[[ Provided data open ]]
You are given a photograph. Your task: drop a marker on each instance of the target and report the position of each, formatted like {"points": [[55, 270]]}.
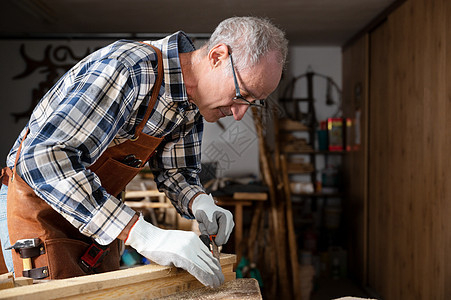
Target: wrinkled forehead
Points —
{"points": [[263, 78]]}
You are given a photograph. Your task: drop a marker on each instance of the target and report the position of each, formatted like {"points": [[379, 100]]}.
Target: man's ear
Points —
{"points": [[218, 54]]}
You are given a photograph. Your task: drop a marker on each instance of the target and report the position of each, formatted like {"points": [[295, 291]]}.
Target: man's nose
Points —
{"points": [[239, 110]]}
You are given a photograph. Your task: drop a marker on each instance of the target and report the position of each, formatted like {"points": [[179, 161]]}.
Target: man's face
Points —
{"points": [[217, 88]]}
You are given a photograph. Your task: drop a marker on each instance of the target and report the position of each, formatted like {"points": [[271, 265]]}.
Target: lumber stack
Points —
{"points": [[272, 245], [144, 282]]}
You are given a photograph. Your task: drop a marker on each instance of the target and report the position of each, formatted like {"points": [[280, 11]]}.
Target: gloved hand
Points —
{"points": [[183, 249], [212, 219]]}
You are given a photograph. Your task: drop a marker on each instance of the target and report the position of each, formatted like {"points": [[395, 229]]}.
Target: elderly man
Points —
{"points": [[122, 106]]}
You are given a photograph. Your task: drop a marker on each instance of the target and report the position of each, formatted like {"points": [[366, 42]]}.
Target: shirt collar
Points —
{"points": [[171, 46]]}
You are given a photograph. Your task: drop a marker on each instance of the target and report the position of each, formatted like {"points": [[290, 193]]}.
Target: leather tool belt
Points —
{"points": [[30, 217]]}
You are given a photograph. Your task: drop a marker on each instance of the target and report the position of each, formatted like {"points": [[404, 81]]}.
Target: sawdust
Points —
{"points": [[242, 288]]}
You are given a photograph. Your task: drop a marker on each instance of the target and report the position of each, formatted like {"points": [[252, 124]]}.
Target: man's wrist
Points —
{"points": [[124, 233], [190, 204]]}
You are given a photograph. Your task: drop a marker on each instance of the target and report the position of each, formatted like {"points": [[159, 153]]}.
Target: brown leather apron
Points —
{"points": [[29, 216]]}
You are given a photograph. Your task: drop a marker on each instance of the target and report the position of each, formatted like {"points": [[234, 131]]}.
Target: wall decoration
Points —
{"points": [[56, 61]]}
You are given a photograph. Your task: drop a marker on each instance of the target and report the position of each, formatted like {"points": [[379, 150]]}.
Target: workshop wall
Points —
{"points": [[235, 149]]}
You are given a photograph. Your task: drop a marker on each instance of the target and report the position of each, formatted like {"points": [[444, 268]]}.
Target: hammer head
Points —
{"points": [[25, 243]]}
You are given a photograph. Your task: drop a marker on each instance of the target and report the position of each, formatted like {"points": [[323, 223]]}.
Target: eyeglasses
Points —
{"points": [[238, 97]]}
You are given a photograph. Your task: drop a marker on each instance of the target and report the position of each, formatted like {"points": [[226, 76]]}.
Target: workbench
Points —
{"points": [[143, 282]]}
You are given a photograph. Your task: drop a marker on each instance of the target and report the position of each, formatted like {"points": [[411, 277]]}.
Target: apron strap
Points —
{"points": [[155, 92], [18, 151]]}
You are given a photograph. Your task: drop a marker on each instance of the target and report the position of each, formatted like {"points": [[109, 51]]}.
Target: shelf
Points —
{"points": [[319, 195], [317, 152]]}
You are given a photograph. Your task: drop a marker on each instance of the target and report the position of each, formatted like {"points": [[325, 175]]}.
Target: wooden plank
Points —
{"points": [[275, 219], [242, 288], [355, 106], [145, 204], [6, 281], [409, 192], [291, 231], [142, 194], [148, 281], [250, 196]]}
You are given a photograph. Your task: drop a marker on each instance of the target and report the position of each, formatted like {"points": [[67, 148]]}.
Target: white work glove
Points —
{"points": [[183, 249], [212, 219]]}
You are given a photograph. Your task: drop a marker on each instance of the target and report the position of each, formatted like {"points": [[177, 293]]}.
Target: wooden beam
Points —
{"points": [[250, 196], [149, 282]]}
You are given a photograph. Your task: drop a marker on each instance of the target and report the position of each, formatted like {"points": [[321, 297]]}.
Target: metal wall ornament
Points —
{"points": [[56, 61]]}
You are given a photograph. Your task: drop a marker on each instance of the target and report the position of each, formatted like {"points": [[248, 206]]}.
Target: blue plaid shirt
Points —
{"points": [[97, 104]]}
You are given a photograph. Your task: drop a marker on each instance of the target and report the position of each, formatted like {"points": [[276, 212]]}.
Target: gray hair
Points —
{"points": [[249, 39]]}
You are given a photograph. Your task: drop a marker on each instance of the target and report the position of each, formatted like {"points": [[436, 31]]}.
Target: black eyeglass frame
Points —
{"points": [[238, 97]]}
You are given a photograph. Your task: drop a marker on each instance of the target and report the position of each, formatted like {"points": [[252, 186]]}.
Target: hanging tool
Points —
{"points": [[93, 257], [210, 243], [29, 248]]}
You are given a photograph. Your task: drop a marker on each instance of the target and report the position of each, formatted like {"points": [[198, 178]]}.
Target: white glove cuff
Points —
{"points": [[202, 200], [143, 231]]}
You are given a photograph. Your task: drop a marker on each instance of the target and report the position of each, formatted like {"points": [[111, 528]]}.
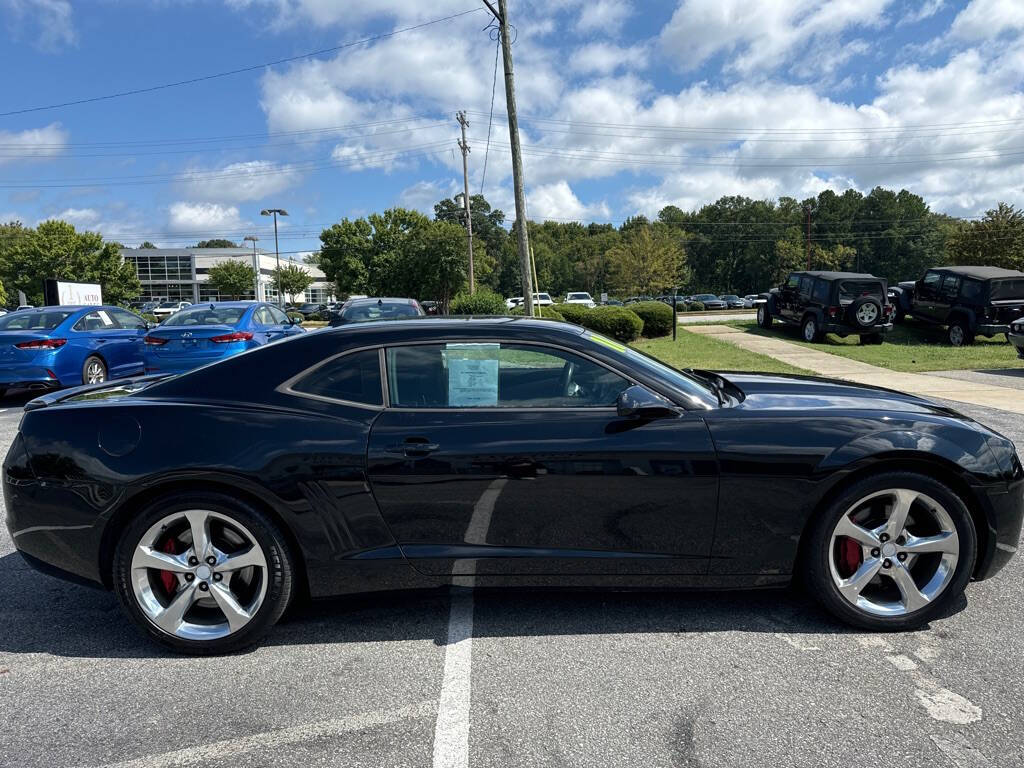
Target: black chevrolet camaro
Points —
{"points": [[499, 452]]}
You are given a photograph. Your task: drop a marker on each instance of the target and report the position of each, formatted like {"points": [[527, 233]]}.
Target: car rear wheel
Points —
{"points": [[960, 334], [93, 370], [203, 573], [892, 552], [810, 329]]}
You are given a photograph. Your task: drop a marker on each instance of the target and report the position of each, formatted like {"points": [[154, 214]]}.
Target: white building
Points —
{"points": [[182, 273]]}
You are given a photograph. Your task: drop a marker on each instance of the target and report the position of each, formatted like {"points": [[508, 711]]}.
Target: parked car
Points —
{"points": [[167, 308], [711, 301], [968, 300], [820, 302], [66, 346], [207, 333], [355, 460], [309, 309], [580, 297], [366, 310]]}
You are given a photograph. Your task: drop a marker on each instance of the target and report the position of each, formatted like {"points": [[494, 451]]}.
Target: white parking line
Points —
{"points": [[235, 748]]}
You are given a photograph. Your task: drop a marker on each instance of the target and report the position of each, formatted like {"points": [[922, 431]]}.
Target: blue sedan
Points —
{"points": [[207, 333], [65, 346]]}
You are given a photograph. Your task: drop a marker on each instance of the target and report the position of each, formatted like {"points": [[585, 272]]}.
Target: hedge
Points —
{"points": [[481, 302], [573, 312], [656, 316], [616, 322], [547, 312]]}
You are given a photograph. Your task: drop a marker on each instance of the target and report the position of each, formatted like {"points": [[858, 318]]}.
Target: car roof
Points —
{"points": [[981, 272], [839, 275]]}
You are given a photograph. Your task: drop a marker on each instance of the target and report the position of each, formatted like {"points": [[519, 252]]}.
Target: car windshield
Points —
{"points": [[378, 310], [33, 321], [206, 315]]}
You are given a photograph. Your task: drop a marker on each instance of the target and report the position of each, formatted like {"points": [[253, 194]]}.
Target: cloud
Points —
{"points": [[33, 143], [557, 201], [986, 19], [254, 179], [49, 20], [759, 42], [200, 217]]}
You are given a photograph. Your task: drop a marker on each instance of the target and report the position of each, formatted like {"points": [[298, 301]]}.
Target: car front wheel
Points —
{"points": [[892, 552], [203, 573]]}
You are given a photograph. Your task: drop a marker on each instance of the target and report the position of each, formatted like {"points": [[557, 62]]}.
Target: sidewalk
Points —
{"points": [[834, 366]]}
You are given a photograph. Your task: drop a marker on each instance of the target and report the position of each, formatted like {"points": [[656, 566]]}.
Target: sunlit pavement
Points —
{"points": [[520, 679]]}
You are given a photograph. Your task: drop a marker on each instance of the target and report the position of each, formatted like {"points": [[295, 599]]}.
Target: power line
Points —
{"points": [[251, 68]]}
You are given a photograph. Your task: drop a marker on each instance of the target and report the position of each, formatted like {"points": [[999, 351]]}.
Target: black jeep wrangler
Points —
{"points": [[968, 300], [842, 303]]}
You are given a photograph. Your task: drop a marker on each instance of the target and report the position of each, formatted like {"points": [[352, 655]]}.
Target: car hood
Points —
{"points": [[792, 392]]}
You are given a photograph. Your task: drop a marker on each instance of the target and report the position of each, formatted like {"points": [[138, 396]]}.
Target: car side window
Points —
{"points": [[354, 378], [97, 321], [128, 321], [494, 375]]}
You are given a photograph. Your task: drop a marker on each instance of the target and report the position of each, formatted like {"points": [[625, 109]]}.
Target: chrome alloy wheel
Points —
{"points": [[94, 373], [893, 552], [867, 314], [199, 574]]}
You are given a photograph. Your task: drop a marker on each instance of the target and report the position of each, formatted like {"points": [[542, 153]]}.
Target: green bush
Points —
{"points": [[573, 312], [547, 312], [656, 316], [616, 322], [481, 302]]}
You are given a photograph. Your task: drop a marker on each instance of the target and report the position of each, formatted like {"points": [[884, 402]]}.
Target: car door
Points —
{"points": [[513, 456]]}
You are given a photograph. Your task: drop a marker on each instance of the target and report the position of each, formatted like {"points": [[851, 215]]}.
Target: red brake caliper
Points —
{"points": [[850, 556], [166, 577]]}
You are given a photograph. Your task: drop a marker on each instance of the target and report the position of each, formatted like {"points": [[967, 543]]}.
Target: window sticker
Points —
{"points": [[472, 375]]}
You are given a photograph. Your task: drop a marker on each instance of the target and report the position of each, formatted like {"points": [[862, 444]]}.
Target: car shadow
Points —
{"points": [[43, 614]]}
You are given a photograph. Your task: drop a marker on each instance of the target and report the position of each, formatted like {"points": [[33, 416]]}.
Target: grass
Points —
{"points": [[694, 350], [910, 347]]}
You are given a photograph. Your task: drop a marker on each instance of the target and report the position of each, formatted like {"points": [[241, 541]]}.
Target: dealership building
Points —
{"points": [[183, 273]]}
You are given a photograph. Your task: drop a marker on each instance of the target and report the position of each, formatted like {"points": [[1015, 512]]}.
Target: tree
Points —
{"points": [[649, 260], [291, 280], [232, 278], [215, 243], [54, 249]]}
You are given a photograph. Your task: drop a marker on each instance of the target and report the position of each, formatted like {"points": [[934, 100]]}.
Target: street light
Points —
{"points": [[275, 212], [254, 240]]}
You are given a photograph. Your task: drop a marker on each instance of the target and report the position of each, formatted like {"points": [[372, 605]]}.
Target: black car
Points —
{"points": [[820, 302], [515, 452], [970, 301], [369, 309]]}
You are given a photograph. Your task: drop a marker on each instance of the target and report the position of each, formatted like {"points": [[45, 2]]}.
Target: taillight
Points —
{"points": [[42, 344], [237, 336]]}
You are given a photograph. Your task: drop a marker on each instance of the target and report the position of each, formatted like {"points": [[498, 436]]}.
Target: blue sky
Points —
{"points": [[627, 107]]}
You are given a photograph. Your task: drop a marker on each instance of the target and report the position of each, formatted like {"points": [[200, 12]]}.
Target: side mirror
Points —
{"points": [[640, 402]]}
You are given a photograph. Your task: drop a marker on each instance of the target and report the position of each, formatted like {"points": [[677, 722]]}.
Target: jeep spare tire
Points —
{"points": [[865, 311]]}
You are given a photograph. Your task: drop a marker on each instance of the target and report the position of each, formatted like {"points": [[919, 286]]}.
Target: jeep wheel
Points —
{"points": [[960, 335], [810, 330]]}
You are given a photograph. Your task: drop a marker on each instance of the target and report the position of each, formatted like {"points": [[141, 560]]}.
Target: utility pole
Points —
{"points": [[520, 197], [461, 116]]}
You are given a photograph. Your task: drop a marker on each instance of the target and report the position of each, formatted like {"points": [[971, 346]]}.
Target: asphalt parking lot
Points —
{"points": [[516, 679]]}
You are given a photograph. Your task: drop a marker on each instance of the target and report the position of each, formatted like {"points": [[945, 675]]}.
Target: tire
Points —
{"points": [[958, 334], [864, 312], [93, 370], [810, 331], [877, 601], [261, 585]]}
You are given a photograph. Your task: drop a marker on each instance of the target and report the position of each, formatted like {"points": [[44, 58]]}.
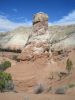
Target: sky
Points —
{"points": [[15, 13]]}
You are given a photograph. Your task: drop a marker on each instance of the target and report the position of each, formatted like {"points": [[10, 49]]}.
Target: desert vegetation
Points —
{"points": [[6, 83], [69, 65], [4, 65]]}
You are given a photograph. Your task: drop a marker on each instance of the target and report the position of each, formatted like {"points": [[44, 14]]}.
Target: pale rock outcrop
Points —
{"points": [[37, 45], [40, 23]]}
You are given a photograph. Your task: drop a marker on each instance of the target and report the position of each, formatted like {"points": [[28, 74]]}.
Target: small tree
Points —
{"points": [[69, 65]]}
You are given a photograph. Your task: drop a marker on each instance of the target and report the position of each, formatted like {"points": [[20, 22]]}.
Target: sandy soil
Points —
{"points": [[23, 96]]}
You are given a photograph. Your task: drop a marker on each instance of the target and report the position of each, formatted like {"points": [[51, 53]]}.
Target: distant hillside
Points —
{"points": [[18, 37]]}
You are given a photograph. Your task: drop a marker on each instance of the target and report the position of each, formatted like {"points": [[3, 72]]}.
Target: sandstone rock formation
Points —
{"points": [[40, 22], [37, 45]]}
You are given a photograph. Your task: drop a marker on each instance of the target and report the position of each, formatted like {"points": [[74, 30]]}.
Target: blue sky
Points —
{"points": [[15, 13]]}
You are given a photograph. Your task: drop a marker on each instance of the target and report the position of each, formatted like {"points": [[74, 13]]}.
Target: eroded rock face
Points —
{"points": [[40, 22], [37, 45]]}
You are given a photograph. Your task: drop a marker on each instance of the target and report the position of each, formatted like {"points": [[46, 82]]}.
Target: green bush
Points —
{"points": [[71, 85], [6, 82], [69, 65], [4, 65], [14, 57]]}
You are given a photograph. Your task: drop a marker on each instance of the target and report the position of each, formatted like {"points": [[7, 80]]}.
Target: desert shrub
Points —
{"points": [[4, 65], [14, 57], [6, 82], [71, 85], [60, 91], [39, 88], [69, 65]]}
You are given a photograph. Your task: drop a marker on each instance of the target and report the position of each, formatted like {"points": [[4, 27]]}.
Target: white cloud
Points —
{"points": [[15, 10], [7, 25], [66, 20]]}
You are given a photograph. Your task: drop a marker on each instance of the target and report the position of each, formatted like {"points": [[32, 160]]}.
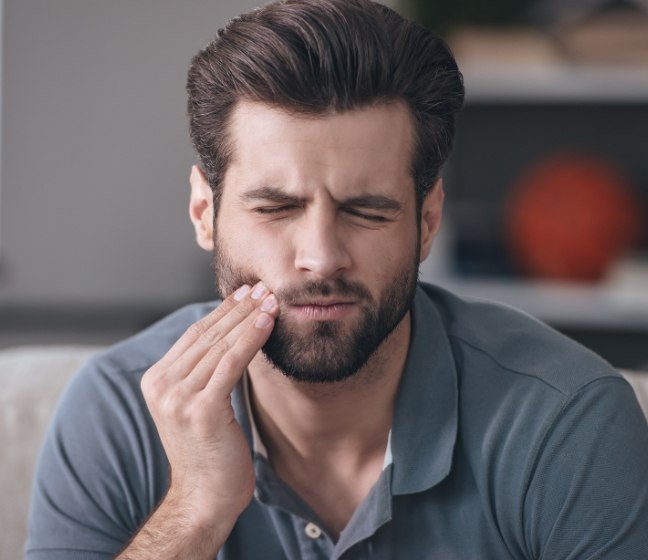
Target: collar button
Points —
{"points": [[312, 531]]}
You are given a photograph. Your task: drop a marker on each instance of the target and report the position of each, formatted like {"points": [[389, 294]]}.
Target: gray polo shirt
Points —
{"points": [[509, 441]]}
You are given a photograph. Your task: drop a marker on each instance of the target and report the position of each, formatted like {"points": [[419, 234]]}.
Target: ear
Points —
{"points": [[201, 208], [431, 213]]}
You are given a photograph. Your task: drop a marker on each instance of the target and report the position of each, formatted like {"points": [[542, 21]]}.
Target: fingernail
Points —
{"points": [[268, 303], [258, 291], [263, 321], [240, 293]]}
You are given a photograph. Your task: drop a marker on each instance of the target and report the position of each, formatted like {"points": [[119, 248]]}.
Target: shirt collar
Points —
{"points": [[422, 439], [426, 415]]}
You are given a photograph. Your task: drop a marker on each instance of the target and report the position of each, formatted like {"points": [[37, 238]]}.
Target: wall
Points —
{"points": [[96, 152]]}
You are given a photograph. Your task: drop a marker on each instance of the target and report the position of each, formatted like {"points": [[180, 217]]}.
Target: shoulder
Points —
{"points": [[499, 340]]}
[[ Provided data closed ]]
> _Task statement_
Look over the records above and say how many lines hold the word "gray", giving the number alone.

> _Written response_
2